« JE PENSE que l’AFSSAPS ne s’est pas suffisamment intéressée aux médecins traitants ; ce sont eux, pourtant, qui prescrivent, ce sont eux qui ont les malades en face d’eux, ce sont eux qui utilisent le médicament. »
Directeur de l’Agence française de sécurité sanitaire des produits de santé depuis le 22 février, le Pr Dominique Maraninchi, veut s’adresser directement aux médecins afin qu’ils se sentent infiniment plus concernés par la politique du médicament. « C’est le sens profond de ma démarche et de l’action que je compte mener », explique-t-il au « Quotidien ».
Et pour illustrer l’importance de cette nouvelle politique, le cancérologue prend pour exemple « la publication de la liste des médicaments » rendue publique dans un premier temps et des spécialités montrées du doigt sans que les médecins n’aient réellement été contactés par les autorités sanitaires. Or les médecins, insiste le Pr Maraninchi, devraient être réellement informés, et « être les premiers informés » de tout ce qui se passe dans le monde du médicament et de l’actualité médicale.
Ils devraient d’abord être informés du rapport bénéfice/risque, pour les anciens médicaments comme pour les nouveaux et de ceux qui sont remis en question sans « créer, insiste le directeur de l’AFSSAPS, nécessairement une ambiance de panique ».
Ainsi, pour le cas récent d’un médicament, le Vastarel et ses génériques, l’autorité sanitaire a lancé une mesure de suspension en faisant valoir que la réévaluation du rapport bénéfice/risque avait conduit à cette décision. « Une décision qui a été prise sans que l’on crée une réaction de panique. »
Lettre aux médecins.
Même politique concernant la pioglitazone et les antidiabétiques concernés par cette molécule. Le danger explique le Pr Maraninchi était de faire « l’amalgame avec le Médiator ». Ces deux affaires ne sont pas comparables. Pour la pioglitazone, l’AFSSAPS, après l’alerte lancée en septembre 2010 par les autorités sanitaires, a décidé peu après une réévaluation du rapport bénéfice/risque, avant de lancer une grande étude pharcamaco- épidémiologique. Ainsi, explique le directeur de l’Agence, « plus d’un million de diabétiques de type 2 vont être passés au crible par la CNAM, dont 200 000 traités par pioglitazone ».

- Entrées extraites
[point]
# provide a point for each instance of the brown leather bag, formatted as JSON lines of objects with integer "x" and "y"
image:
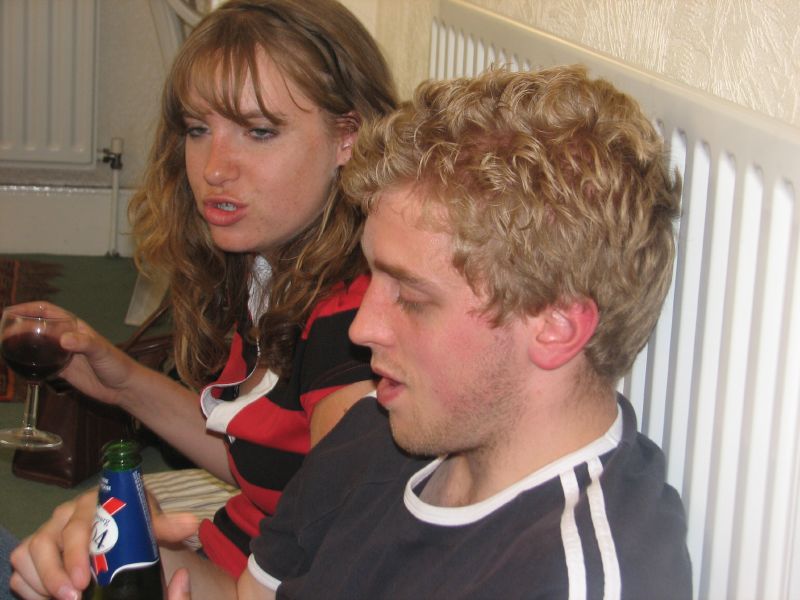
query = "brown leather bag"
{"x": 86, "y": 425}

- Vos tâches
#1 Traduisez en anglais la phrase suivante de l'extrait du document : « « C’est le sens profond de ma démarche et de l’action que je compte mener », explique-t-il au « Quotidien ». »
#2 Énumérez tous les médicaments ou molécules désignés par leur nom dans l'extrait du document.
#3 Selon l'extrait du document, depuis quelle date le Pr Dominique Maraninchi dirige-t-il l’Agence française de sécurité sanitaire des produits de santé ?

- Réponses numérotées
#1 "That is the underlying meaning of my approach and of the action I intend to take," he explains to "Le Quotidien."

#2 Vastarel, pioglitazone, Médiator

#3 Depuis le 22 février.